We will use the Molden program to visualize our results. To use molden you must first type the command module load molden followed by molden work.molden to open the program.

### 3.6 Using Molpro

- All the computations will be performed in the work directory accessible via the command cd $WRKDIR.
- Before you perform any calculations you must call molpro with the command module load molpro
- The file work.com will tell the program what to calculate.
- You can start the work by typing molpro work.com. The command molpro work.com & & will perform the calculation on the background. You can view ongoing computations with the command ps You can stop any ongoing process by pressing CTRL and C. (This is useful if you spot an error in your work file.)

BRIEF 1
Can you write out the Molpro instructions word for word, from "- All the computations" to "your work file.)"?

GIVEN RECORDS
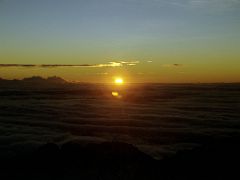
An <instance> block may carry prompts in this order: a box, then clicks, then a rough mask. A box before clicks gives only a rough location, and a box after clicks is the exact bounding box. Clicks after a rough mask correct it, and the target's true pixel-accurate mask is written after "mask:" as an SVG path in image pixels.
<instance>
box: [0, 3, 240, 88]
mask: <svg viewBox="0 0 240 180" xmlns="http://www.w3.org/2000/svg"><path fill="white" fill-rule="evenodd" d="M0 23H1V25H0V77H2V78H7V79H14V78H24V77H29V76H43V77H48V76H54V75H56V76H60V77H63V78H65V79H67V80H74V81H83V82H109V81H111V80H112V78H113V77H123V78H124V79H125V81H128V82H160V83H190V82H193V83H196V82H207V83H209V82H240V0H21V1H19V0H0Z"/></svg>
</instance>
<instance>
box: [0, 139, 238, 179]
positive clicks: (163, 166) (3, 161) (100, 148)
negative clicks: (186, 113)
mask: <svg viewBox="0 0 240 180" xmlns="http://www.w3.org/2000/svg"><path fill="white" fill-rule="evenodd" d="M238 140H239V138H231V139H223V140H215V141H214V142H209V143H206V144H205V145H203V146H201V147H199V148H196V149H194V150H190V151H182V152H179V153H177V154H176V155H175V156H173V157H169V158H165V159H163V160H154V159H153V158H151V157H150V156H148V155H146V154H144V153H142V152H141V151H139V150H138V149H137V148H135V147H134V146H132V145H130V144H126V143H120V142H105V143H102V144H88V145H85V146H82V145H80V144H76V143H71V142H70V143H66V144H64V145H63V146H62V147H61V148H60V147H58V146H57V145H56V144H46V145H45V146H42V147H40V148H39V149H38V150H37V151H36V152H33V153H32V154H28V155H25V156H17V157H14V158H12V159H2V160H1V179H34V180H36V179H45V180H46V179H68V180H71V179H99V180H115V179H116V180H117V179H124V180H131V179H147V180H151V179H163V180H165V179H167V180H169V179H173V180H174V179H226V180H229V179H239V178H240V175H239V162H240V155H239V152H240V146H239V144H238V143H237V142H239V141H238Z"/></svg>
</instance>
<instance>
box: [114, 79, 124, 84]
mask: <svg viewBox="0 0 240 180" xmlns="http://www.w3.org/2000/svg"><path fill="white" fill-rule="evenodd" d="M123 83H124V81H123V79H122V78H116V79H115V84H117V85H122V84H123Z"/></svg>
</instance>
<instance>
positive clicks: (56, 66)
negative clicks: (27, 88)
mask: <svg viewBox="0 0 240 180" xmlns="http://www.w3.org/2000/svg"><path fill="white" fill-rule="evenodd" d="M138 63H139V61H116V62H108V63H103V64H0V68H1V67H2V68H9V67H26V68H57V67H93V68H102V67H122V66H124V65H128V66H135V65H137V64H138Z"/></svg>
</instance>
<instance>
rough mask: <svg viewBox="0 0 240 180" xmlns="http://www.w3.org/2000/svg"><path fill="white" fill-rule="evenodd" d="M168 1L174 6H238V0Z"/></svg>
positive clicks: (239, 3) (200, 0) (222, 6)
mask: <svg viewBox="0 0 240 180" xmlns="http://www.w3.org/2000/svg"><path fill="white" fill-rule="evenodd" d="M159 2H160V1H159ZM164 2H167V1H164ZM168 3H169V4H171V5H174V6H181V7H195V8H216V9H229V8H236V7H240V0H170V1H168Z"/></svg>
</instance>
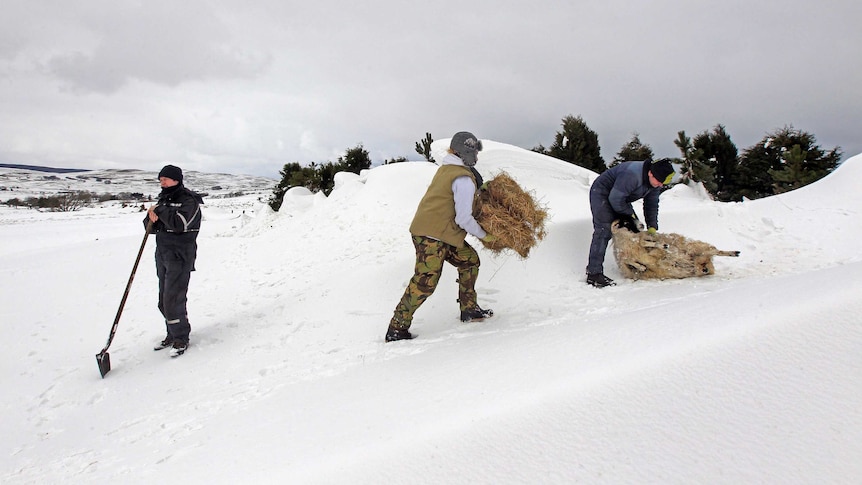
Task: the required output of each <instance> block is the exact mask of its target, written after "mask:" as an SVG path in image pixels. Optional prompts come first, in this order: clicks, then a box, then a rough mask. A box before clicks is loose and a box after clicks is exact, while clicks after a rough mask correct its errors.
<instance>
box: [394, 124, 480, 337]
mask: <svg viewBox="0 0 862 485" xmlns="http://www.w3.org/2000/svg"><path fill="white" fill-rule="evenodd" d="M480 151H482V142H481V141H480V140H479V139H478V138H476V137H475V136H474V135H473V134H472V133H468V132H466V131H461V132H458V133H456V134H455V135H454V136H453V137H452V141H451V142H450V144H449V154H448V155H446V157H445V158H444V159H443V160H442V162H441V163H440V168H438V169H437V173H436V174H435V175H434V178H433V179H432V180H431V185H430V186H429V187H428V190H427V191H426V192H425V196H424V197H422V200H421V201H420V202H419V207H418V208H417V209H416V215H415V216H414V217H413V223H412V224H411V225H410V234H411V236H412V238H413V246H414V247H415V248H416V267H415V272H414V274H413V278H411V279H410V282H409V283H408V285H407V289H405V290H404V295H403V296H402V297H401V301H399V302H398V305H397V306H396V307H395V312H394V314H393V315H392V319H391V320H390V322H389V328H388V329H387V331H386V337H385V340H386V341H387V342H392V341H395V340H404V339H412V338H413V337H414V335H413V334H411V333H410V331H409V330H408V329H409V328H410V324H411V323H412V321H413V313H414V312H415V311H416V310H417V309H418V308H419V306H420V305H422V303H424V302H425V300H426V299H427V298H428V297H429V296H431V294H432V293H434V290H435V289H436V288H437V283H438V282H439V280H440V275H441V274H442V272H443V263H444V262H447V263H449V264H451V265H452V266H454V267H455V268H457V270H458V302H459V304H460V307H461V321H463V322H470V321H478V320H483V319H485V318H487V317H490V316H491V315H493V314H494V312H493V311H491V310H490V309H489V310H483V309H482V308H480V307H479V305H478V304H477V303H476V290H475V285H476V279H477V278H478V276H479V254H478V253H477V252H476V250H475V249H473V247H472V246H470V244H468V243H467V242H466V241H465V240H464V238H465V237H466V236H467V234H468V233H469V234H472V235H473V236H476V237H477V238H479V239H481V240H483V241H486V242H492V241H494V240H496V237H495V236H493V235H491V234H488V233H487V232H485V230H484V229H482V226H480V225H479V223H478V222H476V219H474V218H473V199H474V197H475V194H476V190H477V189H478V188H479V186H481V185H482V182H481V176H480V175H479V173H478V172H477V171H476V169H475V168H473V166H474V165H476V161H477V157H478V153H479V152H480Z"/></svg>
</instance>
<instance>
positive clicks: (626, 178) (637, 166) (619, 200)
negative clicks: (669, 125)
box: [587, 158, 674, 288]
mask: <svg viewBox="0 0 862 485" xmlns="http://www.w3.org/2000/svg"><path fill="white" fill-rule="evenodd" d="M673 175H674V171H673V165H671V163H670V159H668V158H662V159H661V160H656V161H655V162H650V161H644V162H623V163H621V164H619V165H617V166H615V167H612V168H610V169H608V170H606V171H605V172H604V173H602V174H601V175H599V177H598V178H597V179H596V180H595V182H593V185H592V186H591V187H590V210H592V212H593V239H592V241H591V242H590V257H589V261H588V262H587V284H589V285H592V286H595V287H596V288H604V287H606V286H613V285H614V284H615V283H614V280H612V279H610V278H608V277H607V276H605V274H604V262H605V252H607V249H608V243H609V242H610V240H611V224H612V223H613V222H614V221H615V220H619V221H620V225H621V226H622V227H625V228H627V229H629V230H630V231H632V232H639V231H640V228H641V227H642V225H641V223H640V221H638V218H637V215H636V214H635V211H634V208H632V202H634V201H636V200H638V199H643V201H644V202H643V207H644V218H645V219H646V222H647V227H648V228H649V231H650V232H656V231H658V198H659V196H660V195H661V191H662V186H663V185H667V184H669V183H670V181H671V179H673ZM639 226H641V227H639Z"/></svg>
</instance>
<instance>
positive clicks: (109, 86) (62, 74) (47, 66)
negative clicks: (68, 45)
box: [46, 2, 271, 93]
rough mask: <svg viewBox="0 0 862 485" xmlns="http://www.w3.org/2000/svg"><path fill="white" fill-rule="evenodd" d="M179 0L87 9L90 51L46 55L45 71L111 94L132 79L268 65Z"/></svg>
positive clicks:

BRIEF 2
Can you count how many lines of the records contain the string "negative" and reply with only that number?

TASK SOLUTION 1
- All the computations will be performed in the work directory accessible via the command cd $WRKDIR.
- Before you perform any calculations you must call molpro with the command module load molpro
- The file work.com will tell the program what to calculate.
- You can start the work by typing molpro work.com. The command molpro work.com & & will perform the calculation on the background. You can view ongoing computations with the command ps You can stop any ongoing process by pressing CTRL and C. (This is useful if you spot an error in your work file.)

TASK SOLUTION 2
4